## Problem requirements
Leave out the pictures; transcribe all else exactly.

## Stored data

........

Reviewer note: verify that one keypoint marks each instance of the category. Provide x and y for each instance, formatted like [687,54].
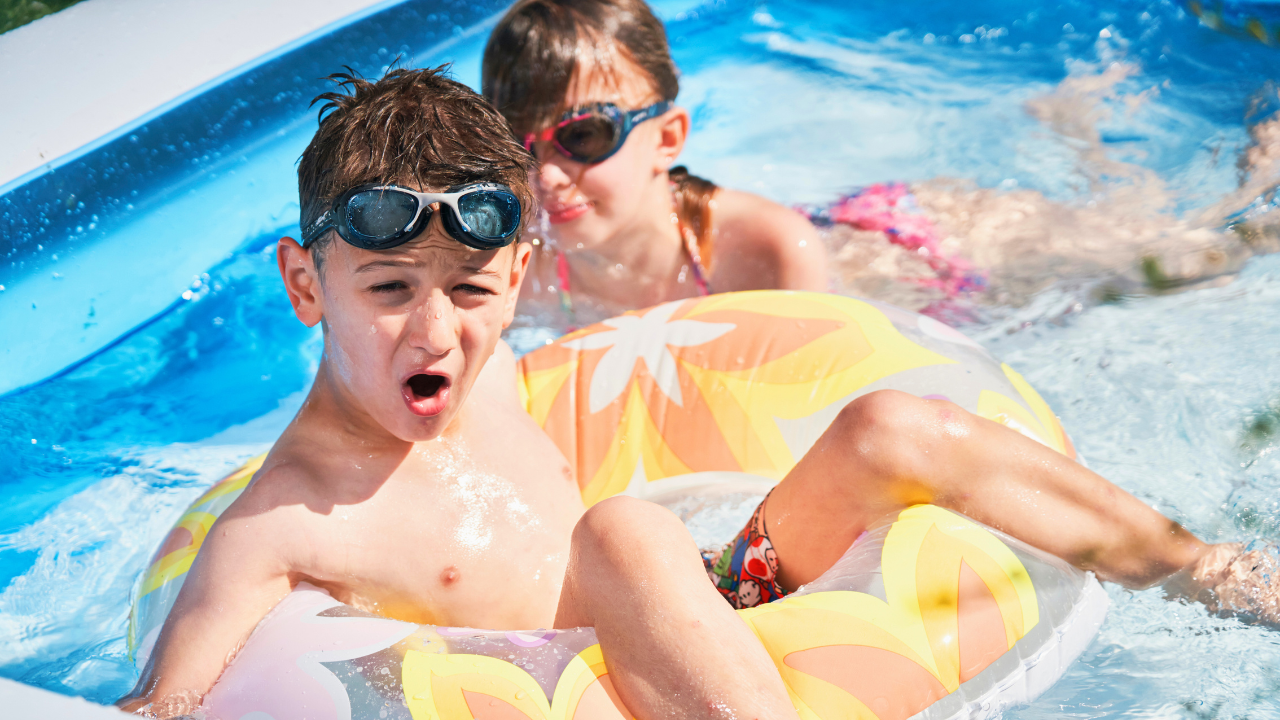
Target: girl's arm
[760,245]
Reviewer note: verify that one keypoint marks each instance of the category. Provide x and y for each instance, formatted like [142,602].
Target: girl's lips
[565,213]
[426,393]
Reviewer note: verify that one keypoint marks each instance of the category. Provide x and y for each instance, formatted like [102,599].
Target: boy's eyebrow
[412,263]
[387,263]
[479,270]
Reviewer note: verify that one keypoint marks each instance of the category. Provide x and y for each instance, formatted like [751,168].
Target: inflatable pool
[931,613]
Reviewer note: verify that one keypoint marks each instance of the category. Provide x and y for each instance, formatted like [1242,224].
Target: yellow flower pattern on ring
[478,687]
[842,655]
[853,655]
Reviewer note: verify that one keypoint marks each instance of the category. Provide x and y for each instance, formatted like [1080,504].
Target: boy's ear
[301,281]
[519,267]
[672,132]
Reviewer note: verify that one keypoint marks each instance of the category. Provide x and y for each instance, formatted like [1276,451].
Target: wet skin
[411,482]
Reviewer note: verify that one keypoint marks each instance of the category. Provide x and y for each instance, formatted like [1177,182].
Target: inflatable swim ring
[932,614]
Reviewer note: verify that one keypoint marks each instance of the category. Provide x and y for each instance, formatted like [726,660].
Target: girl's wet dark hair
[411,127]
[531,55]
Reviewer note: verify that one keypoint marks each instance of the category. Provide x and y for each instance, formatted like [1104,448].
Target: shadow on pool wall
[97,241]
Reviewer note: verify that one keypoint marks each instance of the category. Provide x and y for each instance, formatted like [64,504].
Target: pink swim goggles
[595,132]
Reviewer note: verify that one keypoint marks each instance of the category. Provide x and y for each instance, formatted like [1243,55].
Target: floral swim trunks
[745,570]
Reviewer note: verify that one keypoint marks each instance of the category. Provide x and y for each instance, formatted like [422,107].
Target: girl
[589,87]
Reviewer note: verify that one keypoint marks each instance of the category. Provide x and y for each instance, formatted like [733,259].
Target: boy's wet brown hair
[531,55]
[419,128]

........

## Response to the task
Reviewer note: verify that one keypoint marks each instance of the category. Provide x and y for each instance, formatted like [687,54].
Target: girl's arm
[760,245]
Reviewer note: verify that one keypoint marks each instance of the category. Provide x and y for each instance, formatted like [142,602].
Target: girl's lips
[565,213]
[426,393]
Reviewer note: verify that one keypoint marks each instance of the category. Provide x and y for each instance, formatted like [102,599].
Target: boy's eyebrow
[412,263]
[387,263]
[479,270]
Reviewer note: verify that one keypoint marks each instance of the category. Provide x and y for each instance, formatted like [751,168].
Target: inflatable pool
[931,613]
Reviewer note: verify that one keypoint marks each instance of the category. Provide x and y for each instance, formatted like [1242,224].
Target: yellow flower pattern on ring
[478,687]
[842,655]
[853,655]
Reviewer note: verify that one keypoint marks each instance of the category. Provide x and y for each instance, formatted like [1080,504].
Target: boy's ear
[301,281]
[519,267]
[672,132]
Reviewer note: verify that one keypoint marks each instance of the category. Provide x and y for each instance, formatted like [1276,451].
Target: wet skin
[411,482]
Reviewer note: verify that one keypoint marks each instance of the category. Provide x and y for each instance, formatted like [1177,182].
Target: inflatable swim ring
[932,614]
Reviewer note: verify that one keypoint marks each instance of the category. Provide x and y for each instance, formatted like [726,660].
Target: girl's wet dark hair
[411,127]
[531,55]
Reviewer note: verify that one keypoint marks each instance of the category. Provide x and y for each instance, formatted like [1104,448].
Target: shadow on pool wall
[97,241]
Reviewer note: verify that one keypoint marks each instance of the category. Provide x and y for each instance, formatted like [64,504].
Target: pink swim goggles
[595,132]
Reviewer note: verify that one keypoint marks each instance of the category. Provide x and y for each instance, formatted like [1243,55].
Target: floral swim trunks
[745,570]
Reviewer note: verify that one keypoint marks each instance of the category. Provide x and y for each instance, formatted like [422,107].
Target: girl
[589,87]
Reviewer note: verify that one keypoint marks each instance of the category. Provide x and y for each instance, formatted like [733,259].
Target: boy's wet brown hair
[531,55]
[419,128]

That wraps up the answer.